-- Opening Marker --

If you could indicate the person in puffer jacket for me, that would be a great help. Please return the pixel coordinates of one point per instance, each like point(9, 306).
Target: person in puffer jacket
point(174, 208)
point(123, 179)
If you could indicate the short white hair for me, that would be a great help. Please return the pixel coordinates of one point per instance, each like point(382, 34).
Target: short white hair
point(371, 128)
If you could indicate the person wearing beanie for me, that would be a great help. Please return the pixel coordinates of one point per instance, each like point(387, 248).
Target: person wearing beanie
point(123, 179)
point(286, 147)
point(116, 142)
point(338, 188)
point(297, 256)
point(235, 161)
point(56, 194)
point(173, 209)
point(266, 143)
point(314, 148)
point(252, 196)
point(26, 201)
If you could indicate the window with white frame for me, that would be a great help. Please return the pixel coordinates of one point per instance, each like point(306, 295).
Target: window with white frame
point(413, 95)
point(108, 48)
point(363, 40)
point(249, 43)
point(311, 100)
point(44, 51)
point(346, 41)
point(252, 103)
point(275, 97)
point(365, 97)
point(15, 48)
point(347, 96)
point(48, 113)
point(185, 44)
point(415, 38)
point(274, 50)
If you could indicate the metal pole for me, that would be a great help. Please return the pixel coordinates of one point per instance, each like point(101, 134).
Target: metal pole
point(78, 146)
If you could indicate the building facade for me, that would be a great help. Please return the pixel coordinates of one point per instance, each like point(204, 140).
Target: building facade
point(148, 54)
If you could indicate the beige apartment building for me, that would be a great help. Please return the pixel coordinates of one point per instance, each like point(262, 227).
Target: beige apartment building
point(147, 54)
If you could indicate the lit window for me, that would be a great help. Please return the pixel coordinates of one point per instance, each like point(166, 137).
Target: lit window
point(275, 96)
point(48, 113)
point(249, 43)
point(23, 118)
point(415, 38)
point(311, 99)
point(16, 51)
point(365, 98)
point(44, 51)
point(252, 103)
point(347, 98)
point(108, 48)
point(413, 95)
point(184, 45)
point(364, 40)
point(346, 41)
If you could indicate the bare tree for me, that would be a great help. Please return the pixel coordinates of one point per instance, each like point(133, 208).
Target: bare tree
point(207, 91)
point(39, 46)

-- Closing Marker --

Each record above, from first to last, should be written out again exactly.

If you could indicate the person in puffer jacket for me, that would be a great help. Please return the pixel coordinates of one point per instance, each like point(9, 306).
Target: person in puffer jacket
point(174, 208)
point(123, 179)
If you could indicate the short white hair for me, that would be a great help. Please return the pixel coordinates of one point per instance, each like point(382, 34).
Target: short white hair
point(371, 128)
If you could indicate the person wearing beanie for me, that would be a great help. Please return the pixel coordinates of one point per instance, each like point(387, 248).
Target: person wearing beanie
point(123, 179)
point(286, 147)
point(116, 142)
point(338, 188)
point(297, 256)
point(235, 161)
point(56, 194)
point(173, 209)
point(266, 143)
point(314, 148)
point(252, 196)
point(26, 201)
If you could indicate the window with white frame for me, that would be a great help. Please return the pixel coordinates of one point per instance, each like point(306, 295).
Target: window with white frame
point(413, 95)
point(108, 48)
point(363, 40)
point(249, 43)
point(311, 100)
point(44, 51)
point(346, 41)
point(252, 103)
point(275, 97)
point(365, 97)
point(15, 48)
point(347, 96)
point(48, 113)
point(185, 44)
point(415, 38)
point(274, 50)
If you could indicate the metal pole for me, that would be a great help. Please return the pixel coordinates of one point per instance, each like point(101, 134).
Target: metal pole
point(78, 146)
If you could indicate the building facade for me, that would be a great help. Please return the pixel coordinates of one point per instance, each like point(204, 140).
Target: building facade
point(148, 54)
If you could indicate the beige apartment building for me, that would be a great help. Please return the pixel coordinates of one point per instance, each like point(262, 227).
Target: beige apartment building
point(147, 54)
If you could indicate the lit window for me, that would be a great help. Please return the pixel coordinates of one point per instance, each like point(166, 137).
Target: lit window
point(275, 96)
point(48, 113)
point(249, 43)
point(23, 118)
point(415, 38)
point(311, 99)
point(16, 51)
point(365, 98)
point(44, 51)
point(252, 103)
point(347, 98)
point(108, 48)
point(413, 95)
point(184, 45)
point(364, 40)
point(346, 41)
If you could indicate the bare tree for me, that would be a great help. Please return the pixel coordinates of one point per instance, each like point(133, 208).
Target: bare tree
point(207, 91)
point(39, 46)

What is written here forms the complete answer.